#### EXERCISE TEXT:
──────

For decades, the IPCC scientists’ message has been the same: The world’s average temperature is rising because the atmosphere is overloaded with greenhouse gases. Over that time, however, the amount of greenhouse gases being produced by human activities has not fallen. Nations are still burning lots of fossil fuels. The new report offers a plan for the future, but Herzog worries nothing will change. “The IPCC report is saying there’s going to be dire consequences,” he notes, and still “the response is business as usual.”
Ottmar Edenhofer worked on the new report. He's a professor of the economics of climate change at the Technical University Berlin. At a press conference, he said that he hoped the new report brings about the changes in government policy that are needed to make a difference. It’s still not too late, he says. The report “provides hope, modest hope” of that.
atmosphere The envelope of gases surrounding Earth or another planet.
acid A chemical substance that can dissolve some metals and that reacts with bases to form salts. Acids usually taste sour.
acidic An adjective for materials that contain acid. These materials often are capable of eating away at some minerals such as carbonate, or preventing their formation in the first place.
acidification A process that lowers the pH of a solution. When carbon dioxide dissolves in water, it triggers chemical reactions that create carbonic acid.
carbon dioxide A gas produced by all animals when the oxygen they inhale reacts with the carbon-rich foods that they’ve eaten. This colorless, odorless gas also is released when organic matter (including fossil fuels like oil or gas) is burned. Carbon dioxide acts as a greenhouse gas, trapping heat in Earth’s atmosphere. Plants convert carbon dioxide into oxygen during photosynthesis, the process they use to make their own food.
climate change Long-term, significant change in the climate of Earth. It can happen naturally or in response to human activities, including the burning of fossil fuels and clearing of forests.

──────

Saved entries
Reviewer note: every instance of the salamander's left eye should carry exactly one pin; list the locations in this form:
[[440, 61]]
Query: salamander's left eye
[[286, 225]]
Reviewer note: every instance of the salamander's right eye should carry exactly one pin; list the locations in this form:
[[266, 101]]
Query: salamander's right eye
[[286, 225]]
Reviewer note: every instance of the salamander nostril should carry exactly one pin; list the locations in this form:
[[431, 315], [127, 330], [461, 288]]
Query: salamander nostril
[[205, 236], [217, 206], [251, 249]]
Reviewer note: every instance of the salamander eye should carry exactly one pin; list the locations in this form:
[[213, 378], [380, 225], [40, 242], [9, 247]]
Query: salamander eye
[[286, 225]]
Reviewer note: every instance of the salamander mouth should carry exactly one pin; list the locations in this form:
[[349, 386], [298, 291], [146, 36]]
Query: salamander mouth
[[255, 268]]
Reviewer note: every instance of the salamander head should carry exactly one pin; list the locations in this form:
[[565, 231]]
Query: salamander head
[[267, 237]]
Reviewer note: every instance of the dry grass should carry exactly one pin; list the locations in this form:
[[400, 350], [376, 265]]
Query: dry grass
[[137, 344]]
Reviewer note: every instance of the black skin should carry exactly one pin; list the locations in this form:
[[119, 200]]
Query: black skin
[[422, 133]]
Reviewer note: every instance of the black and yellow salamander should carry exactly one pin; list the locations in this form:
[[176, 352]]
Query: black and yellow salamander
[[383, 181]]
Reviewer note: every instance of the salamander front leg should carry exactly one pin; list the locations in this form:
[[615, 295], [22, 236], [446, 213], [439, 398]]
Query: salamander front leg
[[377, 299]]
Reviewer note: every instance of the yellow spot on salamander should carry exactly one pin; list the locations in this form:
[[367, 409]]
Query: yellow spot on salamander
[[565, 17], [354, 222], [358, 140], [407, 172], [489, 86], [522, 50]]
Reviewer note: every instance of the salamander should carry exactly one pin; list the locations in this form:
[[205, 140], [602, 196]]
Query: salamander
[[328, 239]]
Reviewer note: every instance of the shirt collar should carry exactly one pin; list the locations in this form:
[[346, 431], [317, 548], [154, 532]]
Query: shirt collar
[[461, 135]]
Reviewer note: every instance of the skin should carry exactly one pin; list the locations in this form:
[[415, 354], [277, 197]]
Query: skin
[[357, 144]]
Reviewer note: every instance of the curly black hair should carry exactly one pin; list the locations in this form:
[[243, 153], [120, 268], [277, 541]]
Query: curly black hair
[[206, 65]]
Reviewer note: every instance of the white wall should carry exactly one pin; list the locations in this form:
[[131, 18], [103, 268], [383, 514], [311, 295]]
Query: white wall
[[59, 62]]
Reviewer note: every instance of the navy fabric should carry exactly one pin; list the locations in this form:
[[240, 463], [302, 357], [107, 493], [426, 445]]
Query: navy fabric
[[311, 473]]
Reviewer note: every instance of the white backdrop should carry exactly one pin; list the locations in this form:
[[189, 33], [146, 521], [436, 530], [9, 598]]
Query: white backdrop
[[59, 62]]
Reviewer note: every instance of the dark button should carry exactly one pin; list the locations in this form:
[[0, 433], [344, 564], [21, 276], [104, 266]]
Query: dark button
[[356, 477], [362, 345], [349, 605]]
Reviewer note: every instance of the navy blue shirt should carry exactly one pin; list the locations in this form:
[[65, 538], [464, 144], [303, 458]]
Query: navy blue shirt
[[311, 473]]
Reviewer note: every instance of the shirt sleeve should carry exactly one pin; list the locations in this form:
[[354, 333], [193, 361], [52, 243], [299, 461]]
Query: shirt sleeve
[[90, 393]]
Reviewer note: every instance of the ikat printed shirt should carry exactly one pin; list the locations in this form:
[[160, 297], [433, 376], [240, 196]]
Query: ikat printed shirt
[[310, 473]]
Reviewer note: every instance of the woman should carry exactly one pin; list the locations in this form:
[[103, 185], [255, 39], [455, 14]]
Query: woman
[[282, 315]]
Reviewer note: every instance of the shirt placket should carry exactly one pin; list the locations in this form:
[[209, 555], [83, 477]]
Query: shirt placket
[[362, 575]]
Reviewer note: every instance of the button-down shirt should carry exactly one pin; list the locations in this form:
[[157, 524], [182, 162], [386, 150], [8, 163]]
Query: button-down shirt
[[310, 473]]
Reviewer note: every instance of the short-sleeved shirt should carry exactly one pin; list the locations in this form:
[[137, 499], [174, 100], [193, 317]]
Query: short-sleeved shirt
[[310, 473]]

──────

#### WHAT YOU NEED TO DO:
According to the climate text, what is Ottmar Edenhofer a professor of, and at which university? The items are not needed here.

#### TASK RESULT:
He is a professor of the economics of climate change at the Technical University Berlin.